- What is asked:
Beginning with the line containing "Target: side mirror" and ending with the last line, repeat the records exactly.

[begin Records provided]

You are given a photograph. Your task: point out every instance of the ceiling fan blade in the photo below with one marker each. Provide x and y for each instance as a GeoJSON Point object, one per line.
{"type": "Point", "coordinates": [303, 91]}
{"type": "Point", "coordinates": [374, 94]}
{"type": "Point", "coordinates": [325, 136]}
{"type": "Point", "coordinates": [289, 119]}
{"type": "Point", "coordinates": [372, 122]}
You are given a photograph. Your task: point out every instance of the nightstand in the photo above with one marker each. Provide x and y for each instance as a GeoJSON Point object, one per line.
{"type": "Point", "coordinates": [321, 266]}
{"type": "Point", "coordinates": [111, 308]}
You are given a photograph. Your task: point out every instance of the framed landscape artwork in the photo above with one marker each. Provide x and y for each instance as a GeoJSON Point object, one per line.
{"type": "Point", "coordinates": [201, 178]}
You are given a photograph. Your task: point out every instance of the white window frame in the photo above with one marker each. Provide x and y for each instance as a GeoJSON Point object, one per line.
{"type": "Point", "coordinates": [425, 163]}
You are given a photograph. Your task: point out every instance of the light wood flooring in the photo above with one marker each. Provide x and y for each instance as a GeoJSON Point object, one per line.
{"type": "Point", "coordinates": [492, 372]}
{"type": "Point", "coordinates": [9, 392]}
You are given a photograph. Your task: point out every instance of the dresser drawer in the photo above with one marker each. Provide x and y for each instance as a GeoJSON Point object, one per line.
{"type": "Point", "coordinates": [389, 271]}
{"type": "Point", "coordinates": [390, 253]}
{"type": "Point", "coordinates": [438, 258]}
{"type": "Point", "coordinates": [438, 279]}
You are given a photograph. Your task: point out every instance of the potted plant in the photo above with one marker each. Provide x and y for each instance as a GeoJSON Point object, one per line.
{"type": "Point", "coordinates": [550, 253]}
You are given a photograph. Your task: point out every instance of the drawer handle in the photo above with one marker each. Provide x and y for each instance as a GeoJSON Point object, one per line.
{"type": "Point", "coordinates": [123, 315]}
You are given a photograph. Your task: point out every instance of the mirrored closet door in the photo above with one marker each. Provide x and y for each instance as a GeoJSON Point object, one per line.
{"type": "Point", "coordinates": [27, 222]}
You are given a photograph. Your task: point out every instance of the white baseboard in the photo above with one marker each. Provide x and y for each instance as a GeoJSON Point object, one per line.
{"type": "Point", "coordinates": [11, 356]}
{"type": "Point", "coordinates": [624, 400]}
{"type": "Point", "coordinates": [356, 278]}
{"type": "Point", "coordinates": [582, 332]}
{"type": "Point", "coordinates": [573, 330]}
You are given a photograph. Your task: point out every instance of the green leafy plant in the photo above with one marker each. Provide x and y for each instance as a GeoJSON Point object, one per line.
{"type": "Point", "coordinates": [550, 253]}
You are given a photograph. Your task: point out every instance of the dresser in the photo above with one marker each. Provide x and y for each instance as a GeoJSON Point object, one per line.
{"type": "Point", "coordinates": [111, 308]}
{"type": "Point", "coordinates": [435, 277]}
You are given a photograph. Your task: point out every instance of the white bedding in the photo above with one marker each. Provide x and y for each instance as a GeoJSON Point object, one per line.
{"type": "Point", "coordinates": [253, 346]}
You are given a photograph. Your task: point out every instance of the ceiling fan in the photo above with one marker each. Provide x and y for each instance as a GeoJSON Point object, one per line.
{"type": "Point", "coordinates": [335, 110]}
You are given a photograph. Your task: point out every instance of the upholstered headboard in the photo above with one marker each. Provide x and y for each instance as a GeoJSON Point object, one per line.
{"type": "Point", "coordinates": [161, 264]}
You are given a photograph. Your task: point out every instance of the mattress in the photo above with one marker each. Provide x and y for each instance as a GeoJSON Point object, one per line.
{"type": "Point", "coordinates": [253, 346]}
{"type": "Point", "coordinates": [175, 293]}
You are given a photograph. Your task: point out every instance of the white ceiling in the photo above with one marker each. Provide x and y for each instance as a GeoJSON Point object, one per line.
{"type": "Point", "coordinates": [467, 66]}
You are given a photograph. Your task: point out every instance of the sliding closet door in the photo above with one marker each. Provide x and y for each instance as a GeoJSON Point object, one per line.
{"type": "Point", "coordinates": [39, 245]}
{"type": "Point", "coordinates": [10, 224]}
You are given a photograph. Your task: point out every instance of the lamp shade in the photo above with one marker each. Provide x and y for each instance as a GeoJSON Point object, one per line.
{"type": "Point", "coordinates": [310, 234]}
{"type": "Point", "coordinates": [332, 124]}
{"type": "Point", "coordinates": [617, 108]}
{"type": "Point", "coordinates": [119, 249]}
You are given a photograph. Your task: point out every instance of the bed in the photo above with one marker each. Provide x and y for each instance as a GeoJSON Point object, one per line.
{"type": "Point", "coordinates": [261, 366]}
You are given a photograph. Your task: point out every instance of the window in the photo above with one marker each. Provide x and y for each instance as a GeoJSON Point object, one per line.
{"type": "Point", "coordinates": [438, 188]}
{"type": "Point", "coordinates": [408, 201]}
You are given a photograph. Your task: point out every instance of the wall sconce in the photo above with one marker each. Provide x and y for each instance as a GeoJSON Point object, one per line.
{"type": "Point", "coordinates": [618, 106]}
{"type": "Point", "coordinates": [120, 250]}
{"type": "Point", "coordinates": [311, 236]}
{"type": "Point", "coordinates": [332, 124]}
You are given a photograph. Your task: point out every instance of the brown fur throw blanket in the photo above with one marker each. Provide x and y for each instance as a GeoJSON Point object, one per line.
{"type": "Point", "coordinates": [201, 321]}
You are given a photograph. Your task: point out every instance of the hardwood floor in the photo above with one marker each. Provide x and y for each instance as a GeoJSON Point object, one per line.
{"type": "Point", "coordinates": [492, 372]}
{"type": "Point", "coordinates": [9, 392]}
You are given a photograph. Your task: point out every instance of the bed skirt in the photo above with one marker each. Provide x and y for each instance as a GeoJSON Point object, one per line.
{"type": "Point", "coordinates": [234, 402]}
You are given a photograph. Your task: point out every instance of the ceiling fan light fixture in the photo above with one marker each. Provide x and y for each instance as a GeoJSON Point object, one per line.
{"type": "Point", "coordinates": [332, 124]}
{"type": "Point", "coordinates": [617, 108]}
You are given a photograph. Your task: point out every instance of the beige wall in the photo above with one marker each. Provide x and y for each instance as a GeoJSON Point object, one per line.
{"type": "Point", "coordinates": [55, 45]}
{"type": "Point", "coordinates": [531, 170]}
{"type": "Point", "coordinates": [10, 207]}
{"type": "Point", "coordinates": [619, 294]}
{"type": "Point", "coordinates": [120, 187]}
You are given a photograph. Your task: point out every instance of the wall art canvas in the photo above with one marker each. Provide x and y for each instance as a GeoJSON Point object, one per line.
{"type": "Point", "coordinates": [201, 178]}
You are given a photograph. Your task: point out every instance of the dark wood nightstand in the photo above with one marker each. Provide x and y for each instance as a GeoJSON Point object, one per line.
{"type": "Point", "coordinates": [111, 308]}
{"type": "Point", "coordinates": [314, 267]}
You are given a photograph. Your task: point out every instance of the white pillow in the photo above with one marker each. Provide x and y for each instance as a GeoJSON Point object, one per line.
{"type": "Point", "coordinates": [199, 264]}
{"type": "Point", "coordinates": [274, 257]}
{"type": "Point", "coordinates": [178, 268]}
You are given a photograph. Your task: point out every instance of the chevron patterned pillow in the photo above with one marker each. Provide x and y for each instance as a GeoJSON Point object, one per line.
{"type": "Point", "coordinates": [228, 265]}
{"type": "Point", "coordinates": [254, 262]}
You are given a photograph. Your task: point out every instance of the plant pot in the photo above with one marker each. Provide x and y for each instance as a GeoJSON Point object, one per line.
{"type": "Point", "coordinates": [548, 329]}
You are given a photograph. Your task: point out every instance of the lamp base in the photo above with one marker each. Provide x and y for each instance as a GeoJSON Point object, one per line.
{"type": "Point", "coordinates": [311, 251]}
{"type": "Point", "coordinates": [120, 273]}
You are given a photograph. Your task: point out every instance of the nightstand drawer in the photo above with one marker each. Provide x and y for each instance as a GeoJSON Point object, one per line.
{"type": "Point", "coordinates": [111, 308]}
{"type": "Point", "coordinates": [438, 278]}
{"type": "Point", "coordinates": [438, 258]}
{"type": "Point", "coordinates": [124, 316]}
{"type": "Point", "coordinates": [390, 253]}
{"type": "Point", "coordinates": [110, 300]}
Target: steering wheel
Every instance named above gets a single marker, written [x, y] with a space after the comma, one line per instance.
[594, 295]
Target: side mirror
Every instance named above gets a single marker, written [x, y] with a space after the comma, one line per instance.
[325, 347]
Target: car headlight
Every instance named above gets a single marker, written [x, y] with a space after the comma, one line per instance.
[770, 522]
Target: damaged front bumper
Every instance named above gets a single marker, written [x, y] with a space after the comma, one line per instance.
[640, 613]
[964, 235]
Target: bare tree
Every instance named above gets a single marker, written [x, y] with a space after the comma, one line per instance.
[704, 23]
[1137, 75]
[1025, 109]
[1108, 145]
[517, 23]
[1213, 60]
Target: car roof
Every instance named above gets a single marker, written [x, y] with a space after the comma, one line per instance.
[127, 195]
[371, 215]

[end Records provided]

- Answer below:
Target: side mirror
Every instance named above gets a single marker, written [x, y] with a space after the comma, one line per instance.
[325, 347]
Target: car headlight
Every instance named above gets a single marker, written [x, y] with a space after the comma, one line per instance.
[770, 522]
Target: damaged front bumper
Every instance named above gets a single marker, written [x, y] with a space after the comma, one line per instance.
[640, 613]
[964, 235]
Target: bare tree
Every instance named above gets a single marker, written [x, y] with a space after the comma, one line per instance.
[704, 23]
[1137, 75]
[1025, 109]
[1108, 145]
[517, 23]
[1213, 60]
Target: car roof
Every instance named above gets a single marker, written [x, y] with a space after the comma, one line per instance.
[127, 195]
[371, 215]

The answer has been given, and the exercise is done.